▶ Consignes de l'exercice
(a) Répondez aux questions suivantes d'après l'extrait sur le risque de confusion entre marques :
(i) Comment le consommateur moyen perçoit-il normalement une marque ?
(ii) Lequel des éléments verbaux de la marque demandée est écrit à l'envers ?
(iii) De quel type de marque relève la marque antérieure ?
(b) Reproduisez fidèlement le passage de l'extrait sur le risque de confusion entre marques, en commençant par « 65      La marque antérieure » et en terminant par « chambre de recours. ».

63      L’appréciation globale du risque de confusion doit, en ce qui concerne la similitude visuelle, phonétique ou conceptuelle des signes en conflit, être fondée sur l’impression d’ensemble produite par ceux-ci, en tenant compte, notamment, de leurs éléments distinctifs et dominants. La perception des marques qu’a le consommateur moyen des produits ou des services en cause joue un rôle déterminant dans l’appréciation globale dudit risque. À cet égard, le consommateur moyen perçoit normalement une marque comme un tout et ne se livre pas à un examen de ses différents détails (voir arrêt du 12 juin 2007, OHMI/Shaker, C‑334/05 P, EU:C:2007:333, point 35 et jurisprudence citée).

64      En l’espèce, la marque demandée est une marque figurative composée de trois éléments verbaux écrits en caractères légèrement stylisés noirs et en majuscules, à savoir l’article défini « la » et les termes « crème » et « libre », ce dernier étant écrit à l’envers.

65      La marque antérieure est une marque verbale composée du seul terme « libre ».

66      Avant de traiter la question de la similitude des marques en conflit sur les plans visuel, phonétique et conceptuel, il y a lieu d’examiner l’appréciation de leurs éléments distinctifs et dominants telle qu’effectuée par la chambre de recours.

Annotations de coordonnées
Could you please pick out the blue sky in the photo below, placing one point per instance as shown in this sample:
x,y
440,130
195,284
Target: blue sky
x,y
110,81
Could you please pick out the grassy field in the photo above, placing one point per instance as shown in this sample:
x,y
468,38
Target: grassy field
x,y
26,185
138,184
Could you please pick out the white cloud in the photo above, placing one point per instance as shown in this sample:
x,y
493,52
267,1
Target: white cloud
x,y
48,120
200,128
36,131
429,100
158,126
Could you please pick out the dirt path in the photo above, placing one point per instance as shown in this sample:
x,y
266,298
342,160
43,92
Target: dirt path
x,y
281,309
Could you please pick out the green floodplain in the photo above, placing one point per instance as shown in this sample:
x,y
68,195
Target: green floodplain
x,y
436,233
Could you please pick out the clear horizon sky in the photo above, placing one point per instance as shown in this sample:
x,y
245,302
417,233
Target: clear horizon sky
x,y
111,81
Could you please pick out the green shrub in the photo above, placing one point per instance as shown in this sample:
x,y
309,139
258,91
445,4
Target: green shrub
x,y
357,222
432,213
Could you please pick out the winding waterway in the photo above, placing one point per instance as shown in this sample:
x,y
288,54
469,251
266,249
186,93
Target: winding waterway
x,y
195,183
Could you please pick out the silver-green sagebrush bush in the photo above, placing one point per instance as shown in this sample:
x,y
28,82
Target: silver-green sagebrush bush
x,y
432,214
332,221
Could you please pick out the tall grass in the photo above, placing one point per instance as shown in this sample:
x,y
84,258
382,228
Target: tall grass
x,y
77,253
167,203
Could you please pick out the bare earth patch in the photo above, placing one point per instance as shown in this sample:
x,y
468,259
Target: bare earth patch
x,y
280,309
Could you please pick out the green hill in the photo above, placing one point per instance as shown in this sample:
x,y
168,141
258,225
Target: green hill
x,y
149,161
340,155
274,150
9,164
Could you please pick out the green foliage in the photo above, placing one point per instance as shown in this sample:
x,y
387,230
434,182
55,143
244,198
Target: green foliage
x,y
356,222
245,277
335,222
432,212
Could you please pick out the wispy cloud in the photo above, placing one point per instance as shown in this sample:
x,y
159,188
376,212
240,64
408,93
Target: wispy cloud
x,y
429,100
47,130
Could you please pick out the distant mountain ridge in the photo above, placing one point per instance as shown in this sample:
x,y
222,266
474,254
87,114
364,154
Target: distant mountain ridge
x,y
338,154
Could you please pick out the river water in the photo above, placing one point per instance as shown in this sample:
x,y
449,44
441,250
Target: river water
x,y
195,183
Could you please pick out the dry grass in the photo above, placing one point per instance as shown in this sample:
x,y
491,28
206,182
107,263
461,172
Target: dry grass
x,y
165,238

--

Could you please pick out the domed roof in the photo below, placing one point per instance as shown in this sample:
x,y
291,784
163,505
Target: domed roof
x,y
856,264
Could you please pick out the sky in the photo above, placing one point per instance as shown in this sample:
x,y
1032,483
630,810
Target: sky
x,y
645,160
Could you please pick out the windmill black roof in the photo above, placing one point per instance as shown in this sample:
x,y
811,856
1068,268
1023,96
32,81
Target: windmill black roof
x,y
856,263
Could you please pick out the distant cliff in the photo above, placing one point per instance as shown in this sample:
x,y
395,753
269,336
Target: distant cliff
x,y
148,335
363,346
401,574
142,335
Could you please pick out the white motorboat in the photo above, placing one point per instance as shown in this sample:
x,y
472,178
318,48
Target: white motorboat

...

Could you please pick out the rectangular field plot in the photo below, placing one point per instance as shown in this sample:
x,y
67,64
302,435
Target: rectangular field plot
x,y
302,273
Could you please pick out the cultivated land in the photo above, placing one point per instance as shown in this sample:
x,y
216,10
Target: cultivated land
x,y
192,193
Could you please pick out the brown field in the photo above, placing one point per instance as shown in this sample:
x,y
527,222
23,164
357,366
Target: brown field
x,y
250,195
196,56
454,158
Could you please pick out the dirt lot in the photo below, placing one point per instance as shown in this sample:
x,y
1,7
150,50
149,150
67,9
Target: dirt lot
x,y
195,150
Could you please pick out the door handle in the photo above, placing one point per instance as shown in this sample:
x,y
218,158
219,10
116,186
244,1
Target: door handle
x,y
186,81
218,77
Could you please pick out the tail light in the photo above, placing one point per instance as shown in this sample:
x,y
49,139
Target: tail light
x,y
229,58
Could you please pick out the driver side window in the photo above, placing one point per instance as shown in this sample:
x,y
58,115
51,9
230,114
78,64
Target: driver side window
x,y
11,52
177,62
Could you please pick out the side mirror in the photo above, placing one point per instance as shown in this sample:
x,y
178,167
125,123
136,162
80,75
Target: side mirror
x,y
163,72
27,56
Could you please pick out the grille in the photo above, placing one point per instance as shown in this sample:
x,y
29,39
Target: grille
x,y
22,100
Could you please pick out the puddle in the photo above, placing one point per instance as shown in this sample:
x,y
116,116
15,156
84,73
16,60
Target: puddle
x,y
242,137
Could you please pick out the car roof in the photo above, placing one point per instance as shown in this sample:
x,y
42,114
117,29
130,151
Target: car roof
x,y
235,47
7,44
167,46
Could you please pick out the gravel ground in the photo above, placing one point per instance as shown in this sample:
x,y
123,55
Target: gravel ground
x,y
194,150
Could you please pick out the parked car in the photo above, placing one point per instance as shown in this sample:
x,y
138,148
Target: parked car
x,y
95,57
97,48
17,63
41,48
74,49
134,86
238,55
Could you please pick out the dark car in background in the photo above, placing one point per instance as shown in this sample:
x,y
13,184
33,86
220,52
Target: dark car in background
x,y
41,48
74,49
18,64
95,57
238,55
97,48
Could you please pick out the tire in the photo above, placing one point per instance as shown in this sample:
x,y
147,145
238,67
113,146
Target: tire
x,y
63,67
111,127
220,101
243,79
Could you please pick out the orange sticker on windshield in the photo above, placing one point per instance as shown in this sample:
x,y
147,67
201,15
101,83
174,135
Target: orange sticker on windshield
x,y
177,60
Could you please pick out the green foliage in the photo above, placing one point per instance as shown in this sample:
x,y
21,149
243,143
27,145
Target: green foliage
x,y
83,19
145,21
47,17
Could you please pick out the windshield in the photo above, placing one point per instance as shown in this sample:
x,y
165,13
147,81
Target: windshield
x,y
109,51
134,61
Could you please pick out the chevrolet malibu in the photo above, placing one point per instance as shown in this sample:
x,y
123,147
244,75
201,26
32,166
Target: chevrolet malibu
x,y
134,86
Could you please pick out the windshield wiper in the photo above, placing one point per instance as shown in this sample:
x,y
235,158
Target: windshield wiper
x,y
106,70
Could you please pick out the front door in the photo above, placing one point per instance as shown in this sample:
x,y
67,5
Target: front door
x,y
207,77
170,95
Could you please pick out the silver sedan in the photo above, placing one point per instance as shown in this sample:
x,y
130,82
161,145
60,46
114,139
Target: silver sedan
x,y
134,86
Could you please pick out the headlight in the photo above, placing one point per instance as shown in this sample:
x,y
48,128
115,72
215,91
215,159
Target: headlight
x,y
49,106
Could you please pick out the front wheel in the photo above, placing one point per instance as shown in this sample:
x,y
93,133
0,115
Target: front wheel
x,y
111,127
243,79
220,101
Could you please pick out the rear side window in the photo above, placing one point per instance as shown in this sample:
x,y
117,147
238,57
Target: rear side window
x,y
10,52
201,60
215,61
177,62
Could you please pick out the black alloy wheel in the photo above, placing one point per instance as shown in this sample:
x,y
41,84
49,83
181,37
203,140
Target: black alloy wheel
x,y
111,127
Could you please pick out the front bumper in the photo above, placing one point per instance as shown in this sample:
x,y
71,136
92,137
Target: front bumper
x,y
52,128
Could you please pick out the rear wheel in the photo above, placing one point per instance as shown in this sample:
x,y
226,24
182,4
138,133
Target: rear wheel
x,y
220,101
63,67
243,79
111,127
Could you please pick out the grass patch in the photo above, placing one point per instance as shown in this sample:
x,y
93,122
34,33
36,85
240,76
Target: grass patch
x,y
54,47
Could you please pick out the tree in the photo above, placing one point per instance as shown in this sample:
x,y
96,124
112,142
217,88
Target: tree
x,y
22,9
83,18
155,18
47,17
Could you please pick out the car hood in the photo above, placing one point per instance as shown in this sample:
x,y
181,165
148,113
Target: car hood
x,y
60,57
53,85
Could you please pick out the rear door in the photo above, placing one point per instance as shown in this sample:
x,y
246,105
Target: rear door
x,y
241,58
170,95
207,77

▶ Réponses par consigne
(a)
(i) Il la perçoit comme un tout, sans se livrer à un examen de ses différents détails.
(ii) Le terme « libre ».
(iii) Il s'agit d'une marque verbale, composée du seul terme « libre ».

(b)
65      La marque antérieure est une marque verbale composée du seul terme « libre ».

66      Avant de traiter la question de la similitude des marques en conflit sur les plans visuel, phonétique et conceptuel, il y a lieu d’examiner l’appréciation de leurs éléments distinctifs et dominants telle qu’effectuée par la chambre de recours.